[SUPPLIED DATA Boundary: Start]

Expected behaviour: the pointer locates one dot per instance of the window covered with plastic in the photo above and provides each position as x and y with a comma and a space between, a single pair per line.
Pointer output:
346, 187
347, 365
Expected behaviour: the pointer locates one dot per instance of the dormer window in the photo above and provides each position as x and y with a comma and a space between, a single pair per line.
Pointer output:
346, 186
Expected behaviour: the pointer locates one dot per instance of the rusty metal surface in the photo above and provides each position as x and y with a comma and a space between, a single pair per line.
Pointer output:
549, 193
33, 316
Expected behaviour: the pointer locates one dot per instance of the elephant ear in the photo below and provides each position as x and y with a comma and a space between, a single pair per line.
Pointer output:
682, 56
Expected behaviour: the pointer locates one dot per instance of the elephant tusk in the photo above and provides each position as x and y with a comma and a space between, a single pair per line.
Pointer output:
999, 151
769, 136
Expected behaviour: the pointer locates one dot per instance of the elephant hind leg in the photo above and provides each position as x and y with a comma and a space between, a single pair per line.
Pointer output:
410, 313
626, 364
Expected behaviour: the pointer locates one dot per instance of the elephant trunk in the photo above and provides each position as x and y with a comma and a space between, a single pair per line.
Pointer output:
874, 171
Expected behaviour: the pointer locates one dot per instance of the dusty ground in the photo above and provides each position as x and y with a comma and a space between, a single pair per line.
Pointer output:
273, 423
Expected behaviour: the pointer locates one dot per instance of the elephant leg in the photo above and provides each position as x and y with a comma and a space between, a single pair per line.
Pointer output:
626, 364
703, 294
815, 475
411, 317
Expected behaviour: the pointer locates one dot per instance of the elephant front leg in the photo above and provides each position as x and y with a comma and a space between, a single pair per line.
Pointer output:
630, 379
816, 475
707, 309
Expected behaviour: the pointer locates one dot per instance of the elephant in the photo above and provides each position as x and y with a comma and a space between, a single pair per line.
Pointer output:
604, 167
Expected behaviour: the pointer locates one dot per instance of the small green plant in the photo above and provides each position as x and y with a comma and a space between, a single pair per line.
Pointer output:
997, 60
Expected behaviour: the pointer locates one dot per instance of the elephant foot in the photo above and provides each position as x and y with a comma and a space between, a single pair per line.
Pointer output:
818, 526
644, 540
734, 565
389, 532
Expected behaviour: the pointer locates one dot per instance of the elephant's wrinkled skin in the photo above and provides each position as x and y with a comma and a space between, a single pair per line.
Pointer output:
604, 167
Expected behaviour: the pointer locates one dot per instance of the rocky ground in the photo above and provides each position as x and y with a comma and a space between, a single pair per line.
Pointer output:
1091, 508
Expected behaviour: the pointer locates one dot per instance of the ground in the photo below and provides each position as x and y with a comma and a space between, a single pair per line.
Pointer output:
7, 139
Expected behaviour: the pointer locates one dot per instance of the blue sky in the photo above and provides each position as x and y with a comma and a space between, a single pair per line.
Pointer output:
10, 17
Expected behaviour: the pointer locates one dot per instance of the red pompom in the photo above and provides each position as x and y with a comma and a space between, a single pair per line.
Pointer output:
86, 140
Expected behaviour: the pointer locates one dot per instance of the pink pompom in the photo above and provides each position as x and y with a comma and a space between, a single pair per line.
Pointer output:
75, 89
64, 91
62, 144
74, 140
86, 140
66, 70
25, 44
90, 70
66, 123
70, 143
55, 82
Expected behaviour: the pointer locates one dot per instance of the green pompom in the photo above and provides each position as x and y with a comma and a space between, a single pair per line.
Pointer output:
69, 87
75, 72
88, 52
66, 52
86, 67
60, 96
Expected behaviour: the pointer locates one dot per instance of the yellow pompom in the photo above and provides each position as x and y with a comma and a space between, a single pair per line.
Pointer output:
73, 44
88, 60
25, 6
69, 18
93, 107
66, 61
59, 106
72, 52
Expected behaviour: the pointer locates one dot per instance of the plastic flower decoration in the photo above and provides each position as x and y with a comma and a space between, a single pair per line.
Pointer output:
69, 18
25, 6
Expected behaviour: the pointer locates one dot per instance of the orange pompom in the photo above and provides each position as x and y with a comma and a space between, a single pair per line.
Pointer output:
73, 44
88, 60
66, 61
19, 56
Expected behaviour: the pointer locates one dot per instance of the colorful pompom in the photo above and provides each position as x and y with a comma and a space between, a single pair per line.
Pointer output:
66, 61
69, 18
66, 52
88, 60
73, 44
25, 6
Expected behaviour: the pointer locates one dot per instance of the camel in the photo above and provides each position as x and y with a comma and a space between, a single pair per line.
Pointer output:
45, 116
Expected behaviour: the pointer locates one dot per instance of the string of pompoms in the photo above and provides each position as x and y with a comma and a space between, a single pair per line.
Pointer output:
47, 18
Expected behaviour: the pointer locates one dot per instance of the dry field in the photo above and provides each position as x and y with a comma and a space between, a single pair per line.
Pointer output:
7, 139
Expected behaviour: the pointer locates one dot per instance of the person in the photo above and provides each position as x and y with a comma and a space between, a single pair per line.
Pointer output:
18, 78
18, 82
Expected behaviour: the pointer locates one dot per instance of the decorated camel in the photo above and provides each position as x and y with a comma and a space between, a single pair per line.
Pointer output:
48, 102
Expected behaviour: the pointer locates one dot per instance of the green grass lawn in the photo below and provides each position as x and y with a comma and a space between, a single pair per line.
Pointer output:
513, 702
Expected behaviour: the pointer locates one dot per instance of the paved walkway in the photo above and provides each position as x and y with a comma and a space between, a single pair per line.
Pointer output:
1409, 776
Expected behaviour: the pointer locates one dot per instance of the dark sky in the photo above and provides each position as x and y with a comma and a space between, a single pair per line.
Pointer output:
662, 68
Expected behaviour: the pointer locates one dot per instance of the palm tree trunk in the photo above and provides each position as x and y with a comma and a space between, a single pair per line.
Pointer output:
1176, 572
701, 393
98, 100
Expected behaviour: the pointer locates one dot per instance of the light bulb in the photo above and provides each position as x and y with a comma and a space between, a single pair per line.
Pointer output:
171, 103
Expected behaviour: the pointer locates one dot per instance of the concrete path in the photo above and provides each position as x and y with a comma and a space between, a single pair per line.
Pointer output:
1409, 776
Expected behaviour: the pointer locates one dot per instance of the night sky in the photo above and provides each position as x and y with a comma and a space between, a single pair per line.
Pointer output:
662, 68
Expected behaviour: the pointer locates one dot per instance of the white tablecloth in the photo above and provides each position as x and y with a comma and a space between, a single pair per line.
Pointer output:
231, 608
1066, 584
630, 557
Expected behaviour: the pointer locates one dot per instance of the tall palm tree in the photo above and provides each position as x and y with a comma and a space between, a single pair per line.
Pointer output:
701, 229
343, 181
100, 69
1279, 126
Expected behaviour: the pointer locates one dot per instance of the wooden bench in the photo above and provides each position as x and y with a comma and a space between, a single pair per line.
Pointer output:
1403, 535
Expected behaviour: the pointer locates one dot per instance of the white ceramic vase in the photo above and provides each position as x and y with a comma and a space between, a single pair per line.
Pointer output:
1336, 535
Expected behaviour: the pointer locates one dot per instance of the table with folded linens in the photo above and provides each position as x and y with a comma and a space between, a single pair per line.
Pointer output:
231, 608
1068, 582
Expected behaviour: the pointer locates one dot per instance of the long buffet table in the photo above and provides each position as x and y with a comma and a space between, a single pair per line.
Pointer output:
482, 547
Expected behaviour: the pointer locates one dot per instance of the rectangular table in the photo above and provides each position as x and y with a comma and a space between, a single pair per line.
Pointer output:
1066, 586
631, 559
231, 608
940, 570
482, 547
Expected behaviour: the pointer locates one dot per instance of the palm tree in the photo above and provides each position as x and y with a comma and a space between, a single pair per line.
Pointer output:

[SUPPLIED DATA Boundary: End]

◆ **WHAT YOU NEED TO DO**:
Exactly as they stand, restate all the lines of the listing.

◆ **RESPONSE TO THIS TASK**:
Expected behaviour: the pointer locates one dot per instance of the window covered with plastic in the photo above and provides each position as x and y with a comma and a space between, a single pair per line.
Pointer output:
346, 187
347, 365
Expected behaviour: the pointer locates one dot per instance of the dormer window in the photo above and provides each position as x and y with a comma and a space between, a single pair per line.
Pointer output:
346, 186
Expected behaviour: the pointer locates one dot per instance of the rusty metal surface in the photo above and provides each position as x and y with a comma and a space between, a single pair per line.
Pointer output:
549, 193
33, 316
Expected behaviour: the pointer locates one dot per instance of the elephant ear in the photo below and provides each position as x and y with a comma and a space between, a single pair per line.
Pointer output:
682, 56
Expected behaviour: the pointer locates one dot per instance of the elephant tusk in the photo above and provides each position as x and y with a comma and a space between, a single pair per line.
Pointer output:
999, 151
769, 136
Expected behaviour: the pointer locates one dot per instance of the elephant hind leg in the photo above and provides each position as x and y with a comma and a space between, a single pair per line.
Pointer output:
410, 313
626, 364
Expected behaviour: the pointer locates one dot per instance of the elephant trunk in the photo above and provides each position as x and y with a comma and a space between, a single pair per line.
Pointer output:
874, 171
Expected behaviour: the pointer locates one dot per instance of the dusty ground in the photo above and provides each position as x and y with a comma and a space between, a single pair per line.
Pointer output:
273, 423
Expected behaviour: the pointer locates one dot per instance of the elephant leg in the photo above and provides each position as x and y with a comma and a space between, a single pair per line.
Pointer output:
626, 364
703, 294
815, 475
411, 317
Expected behaviour: the pointer locates one dot per instance of the elephant front leg in the photo above and provides each position as x and y with a comma and a space between, a single pair per line.
Pointer output:
630, 379
816, 475
707, 309
Expected behaviour: the pointer locates one dot per instance of the elephant in the photo above and provides each position as x and y with a comma and a space between, a single pair per line.
Pointer output:
604, 167
Expected behaviour: the pointer locates one dot per instance of the small green plant in the photo above and provides each position as x and y with a comma and a space between, a single pair per line.
Pointer output:
997, 60
Expected behaviour: the pointer locates one dot per instance of the elephant foot in the photo above and provides each position as x and y with a comma and a space between, a single pair per line.
Pointer output:
818, 526
644, 540
734, 565
389, 532
Expected behaviour: the pointer locates one dot per instance of the elephant's wrinkled skin in the photo above and provides each position as x and y with a comma and a space between, a single pair per line.
Pointer output:
604, 167
Expected behaviour: the pointer locates one dot per instance of the rocky ground in the photo above and provides each position as x and y with a comma and a space between, a single pair per line.
Pointer output:
1091, 508
Expected behaviour: the pointer locates one dot per instance of the ground in the photo below and provides each position as x and y with a comma and a space between, a single pair per line.
Pointer output:
7, 139
Expected behaviour: the pointer locates one dot per instance of the blue sky in the photo above and provides each position as x and y with a comma and a space between, a single pair per line.
Pointer output:
10, 17
Expected behaviour: the pointer locates one dot per instance of the red pompom in the photo above and provides each position as x and y with a comma and a space between, a single pair per line.
Pointer output:
86, 140
Expected behaviour: the pointer locates one dot per instance of the pink pompom in the photo above and provides each position as x and y with a comma and a space between, a single pair per line.
Pointer output:
75, 89
64, 91
62, 144
74, 140
86, 140
66, 70
25, 44
90, 70
66, 123
70, 143
55, 82
Expected behaviour: the pointer locates one dot per instance of the green pompom in the photo above and provides each position as x and y with a comma and a space between, a single pair per line.
Pointer output:
69, 87
75, 72
88, 52
66, 52
86, 67
60, 96
Expected behaviour: the pointer locates one dot per instance of the yellow pompom in the photo above and provides each position as x and y with a comma and a space between, a single pair per line.
Pointer output:
73, 44
88, 60
25, 6
69, 18
93, 107
66, 61
59, 106
72, 52
Expected behaviour: the pointer locates one dot per instance of the plastic flower decoration in the photo above and provides each position as x and y with a comma and a space between, a single pair per line.
Pointer output:
69, 18
25, 6
Expected behaviour: the pointer locates one dot per instance of the orange pompom in the photo above and provides each position as x and y with a comma and a space between, a single pair per line.
Pointer output:
73, 44
88, 60
66, 61
19, 56
Expected behaviour: the pointer locates one dot per instance of the colorful pompom in the photo above and provides each position as x and y with a comma and a space between, a single pair per line.
Pointer output:
66, 61
69, 18
66, 52
88, 60
73, 44
25, 6
Expected behaviour: the pointer locates one dot per instance of the camel in the photo above and provides each position as x and y with a comma and a space between, a single pair per line.
Pointer output:
45, 116
Expected behaviour: the pointer locates one dot per instance of the string of pompoms in the photo above and provides each position as x and y with a comma and a space between, a single pair per line.
Pointer output:
47, 18
Expected behaviour: the pointer locates one dot per instance of the dry field in the photo above and provides each position as x and y with a comma and a space between, a single pair per line.
Pointer output:
7, 139
Expected behaviour: the pointer locates one dot per instance of the person in the photo above and provides each position as x and y with a comma and a space between, a single pair per line.
Pointer output:
18, 78
18, 82
Expected behaviour: the pointer locates one dot per instance of the decorated camel in the photo above and provides each position as x and y with a comma and a space between, a single pair per line.
Pointer output:
48, 102
Expected behaviour: the pointer locates one dot per instance of the green grass lawn in the photo below and provides each position as x and y with a comma and a space between, a single pair per line.
Pointer output:
513, 702
Expected behaviour: the pointer locates one dot per instance of the paved walkway in the photo above and provides each position as x and y with a comma and a space between, a single pair per line.
Pointer output:
1409, 776
Expected behaviour: the pointer locates one dot per instance of the dark sky in the photo above and provides each position as x and y with a comma and a space between, a single pair per line.
Pointer output:
662, 68
Expected behaviour: the pointer locates one dot per instance of the palm tree trunk in the photo above and provides each position as x and y with a comma and a space between, a single pair per line.
Pointer output:
1176, 572
701, 393
98, 100
Expected behaviour: the pointer locates one dot per instance of the light bulb in the photo above and provides each position as x and y with a comma and a space between, a single pair per line.
Pointer output:
171, 103
Expected behaviour: the pointer locates one dot per instance of the concrete path in the photo above and provides each position as x and y with a comma and a space between, a single pair per line.
Pointer output:
1409, 776
Expected behaviour: the pointer locates one dot per instance of the night sky in the photo above and provides each position as x and y with a comma and a space between, a single pair per line.
Pointer output:
662, 68
Expected behaviour: the pointer locates one dot per instance of the white tablecloth in the photo above and provides each position as x and y with a comma and a space between, a single pair per line.
Pointer output:
231, 608
1066, 584
630, 557
Expected behaviour: the pointer locates one dot per instance of the tall palm tree in the photo above and provides each position as x and y with a comma and a space between, a single pair per line.
Pointer output:
701, 229
343, 181
100, 69
1279, 126
Expected behaviour: the pointer locates one dot per instance of the wooden bench in the photo above and provides each position as x and y with a comma and a space between, a single pair per line.
Pointer output:
1403, 535
Expected behaviour: the pointer locates one dot per instance of the white ceramic vase in the photo above and provides each position as x and y with a comma and a space between, a single pair per line.
Pointer output:
1336, 535
Expected behaviour: the pointer locates one dot per instance of the table with folded linens in the photo above and provides each position as x and y with a comma and a space between, a single pair per line.
Pointer output:
231, 608
1068, 582
Expected behaviour: the pointer locates one dot per instance of the long buffet table in the photo above and provides each position as x and y with a comma and a space between, a single pair per line.
Pointer output:
482, 547
Expected behaviour: the pointer locates one dot per instance of the rectangular table in the photo above and provides each position as x and y with a comma and a space between, a single pair per line.
Pointer output:
1066, 586
631, 559
231, 608
940, 570
482, 547
Expected behaviour: the pointer locates one dot per instance of the palm tree in the photo above and provides each position as x and y with a comma and a space between, a single pair per line.
Pointer output:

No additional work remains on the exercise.